-- Begin Material for the task --
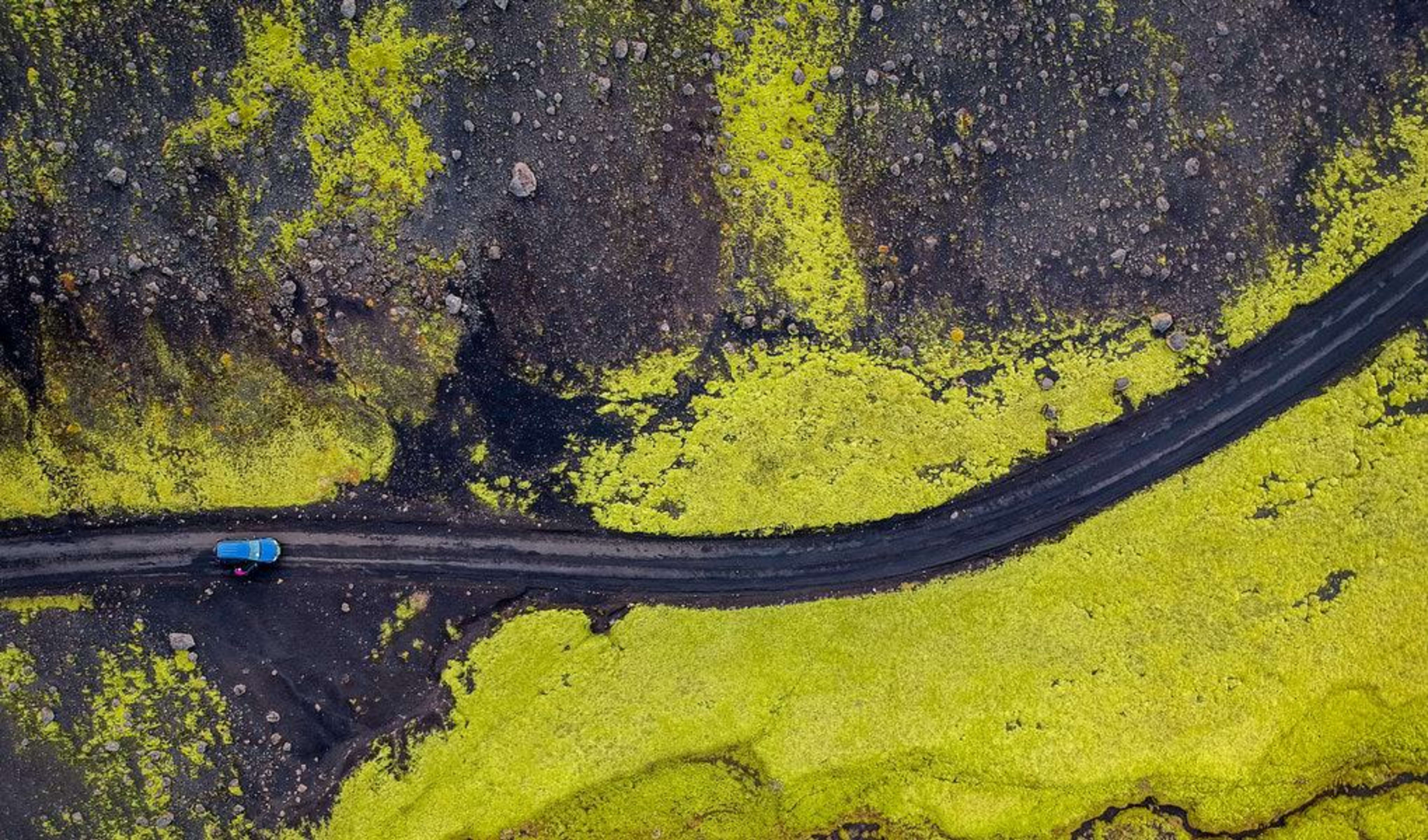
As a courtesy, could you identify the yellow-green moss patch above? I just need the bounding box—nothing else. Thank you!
[0,324,396,517]
[0,593,94,624]
[573,321,1205,534]
[371,590,431,659]
[710,0,867,337]
[0,623,253,840]
[173,1,443,247]
[307,330,1428,840]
-- End Material for the task --
- [What the exercise asks]
Pull out each line of the records that contains the word "bounding". Case matters.

- [Exercise solution]
As a courtesy, could you identify the yellow-green moss patch above? I just need the bounding box—nothing else. Thank you!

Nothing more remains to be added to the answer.